> [Ausgewählter Auszug]
──────────

Einige von ihnen waren beeindruckende Persönlichkeiten, die viel geleistet haben. Aber, wenn ich ehrlich bin, interessieren mich Menschen besonders dann, wenn sie nicht nur als strahlende Vorbilder dastehen, sondern auch mit Krisen in ihrem Leben fertig werden mussten. So einer war der Pfarrer Christian Gottlob Pregizer, geboren 1751.

Er war ein guter Prediger, er konnte so reden, dass auch die einfachen Menschen ihn verstanden. Jeden Sonntag sind sogar Auswärtige in das kleine Städtchen Haiterbach im Nordschwarzwald gekommen, um den talentierten Pfarrer zu hören. Alles prima, doch mit fast 50 Jahren ist Christian Gottlob Pregizer in eine tiefe Lebenskrise geraten. Er konnte plötzlich keine Gottesdienste mehr halten, er fühlte sich außer Stande zu predigen und bekam furchtbare Angst vor dem Kontakt mit anderen Menschen. Er zitterte schon, wenn er jemanden auf das Pfarrhaus zukommen sah. Pregizer selbst sprach von einem „Trauergeist“, der ihn befallen habe – „Burne-out“ oder „Depression“ würde man seinen Zustand vermutlich heute nennen. Anderthalb Jahre hatte der Pfarrer darunter zu leiden.

──────────

> [Datensätze]
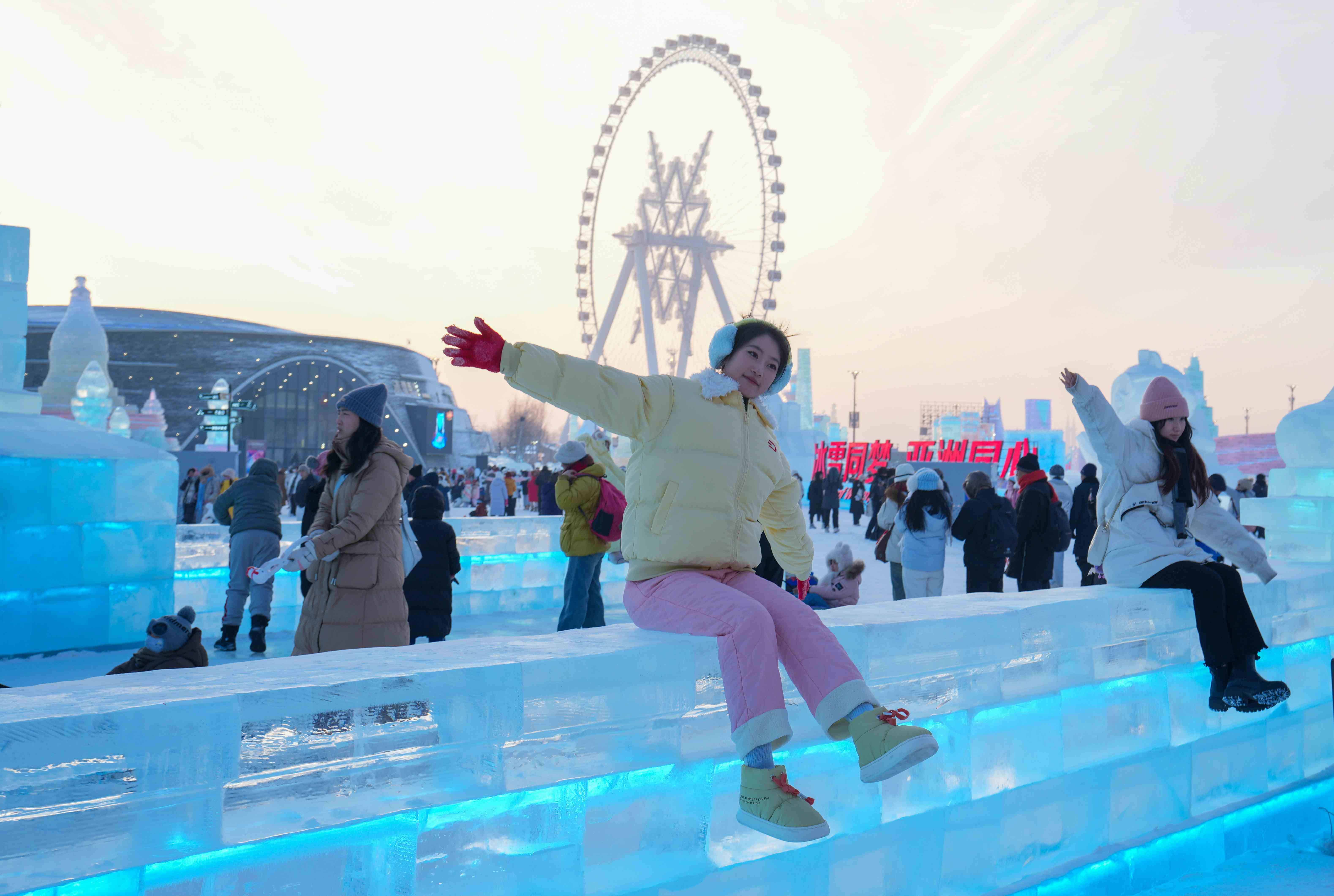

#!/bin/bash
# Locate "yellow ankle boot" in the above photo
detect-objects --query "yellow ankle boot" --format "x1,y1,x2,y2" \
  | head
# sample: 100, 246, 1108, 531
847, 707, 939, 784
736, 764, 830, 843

──────────

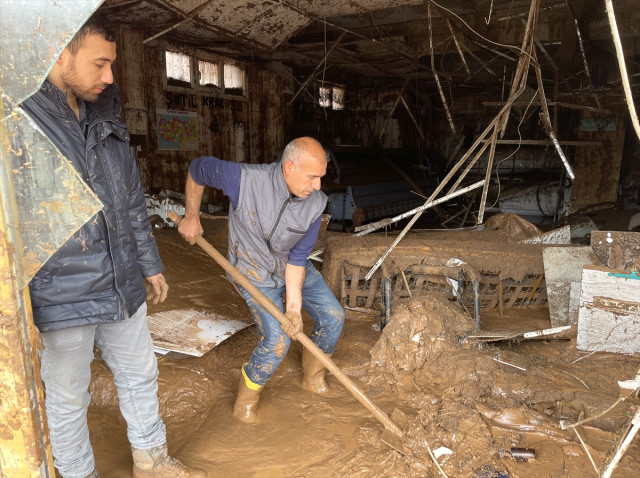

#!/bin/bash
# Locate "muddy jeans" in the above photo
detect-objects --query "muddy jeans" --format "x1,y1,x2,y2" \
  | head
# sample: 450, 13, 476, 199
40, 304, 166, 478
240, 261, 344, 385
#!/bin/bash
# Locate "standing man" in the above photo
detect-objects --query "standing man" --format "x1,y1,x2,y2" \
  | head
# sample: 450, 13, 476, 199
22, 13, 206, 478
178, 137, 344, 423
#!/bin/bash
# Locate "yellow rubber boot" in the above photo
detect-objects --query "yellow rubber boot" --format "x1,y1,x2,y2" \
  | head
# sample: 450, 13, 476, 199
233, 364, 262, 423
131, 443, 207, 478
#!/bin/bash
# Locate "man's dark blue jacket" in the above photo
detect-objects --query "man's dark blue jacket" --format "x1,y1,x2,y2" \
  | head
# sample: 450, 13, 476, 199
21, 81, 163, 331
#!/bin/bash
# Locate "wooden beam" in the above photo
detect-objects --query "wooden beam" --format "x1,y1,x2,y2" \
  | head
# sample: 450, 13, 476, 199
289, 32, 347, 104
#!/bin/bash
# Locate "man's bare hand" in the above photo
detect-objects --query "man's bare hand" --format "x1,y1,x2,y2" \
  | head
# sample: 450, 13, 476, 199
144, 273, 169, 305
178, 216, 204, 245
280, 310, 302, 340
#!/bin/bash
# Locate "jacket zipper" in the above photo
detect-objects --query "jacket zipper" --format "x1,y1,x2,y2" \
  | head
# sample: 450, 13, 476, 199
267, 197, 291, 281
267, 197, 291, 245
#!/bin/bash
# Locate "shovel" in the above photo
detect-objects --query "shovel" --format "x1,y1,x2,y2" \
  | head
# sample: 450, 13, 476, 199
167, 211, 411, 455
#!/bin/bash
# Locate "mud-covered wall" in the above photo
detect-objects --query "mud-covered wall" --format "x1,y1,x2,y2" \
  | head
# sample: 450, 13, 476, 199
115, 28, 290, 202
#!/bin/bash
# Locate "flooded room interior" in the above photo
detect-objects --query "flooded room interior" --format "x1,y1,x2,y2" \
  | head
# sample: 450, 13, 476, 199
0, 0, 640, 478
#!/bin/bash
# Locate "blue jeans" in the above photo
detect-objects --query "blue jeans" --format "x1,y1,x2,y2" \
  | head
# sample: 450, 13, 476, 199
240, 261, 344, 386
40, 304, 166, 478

──────────

> [Zu erledigende Aufgaben]
A: Zähle alle Beschwerden auf, die der Text über Pfarrer Pregizer für dessen Lebenskrise mit fast 50 Jahren beschreibt.
B: Schreibe den Text über Pfarrer Pregizer im Anschluss an seinen letzten Satz weiter.

> [Erwartete Ergebnisse]
A:
- Er konnte keine Gottesdienste mehr halten.
- Er fühlte sich außer Stande zu predigen.
- Er bekam furchtbare Angst vor dem Kontakt mit anderen Menschen.
- Er zitterte schon, wenn er jemanden auf das Pfarrhaus zukommen sah.

B:
Als er wieder gesund geworden war, mochten die Menschen ihren Pfarrer nicht etwa weniger, sondern mehr. Die Kirche wurde jetzt zu klein für die vielen Gottesdienstbesucher, die kamen. Die Zuhörer saßen sogar draußen vor der Kirche auf dem Friedhof. Ich glaube, dass Pregizer nicht trotz, sondern gerade wegen seiner Krise noch mehr Menschen erreichen konnte als zuvor. Weil er es selbst erlebt hatte, konnte er jetzt auch die Müden, Traurigen und Ausgebrannten besser verstehen. Und er hat auch anders gepredigt: Vor seiner Krise wollte er seine Zuhörer vor allem moralisch auf Vordermann bringen. Nach seinem Burne-out war Gottes bedingungslose Liebe sein Thema Nummer eins. Denn diese Liebe hatte ihm selbst aus der Depression geholfen. Er hatte riesige Angst vor den Anforderungen anderer gehabt, bis er erkannte, dass Gott keine Anforderungen an ihn stellt, sondern ihm seine Zuneigung schenkt, ohne etwas von ihm zu verlangen.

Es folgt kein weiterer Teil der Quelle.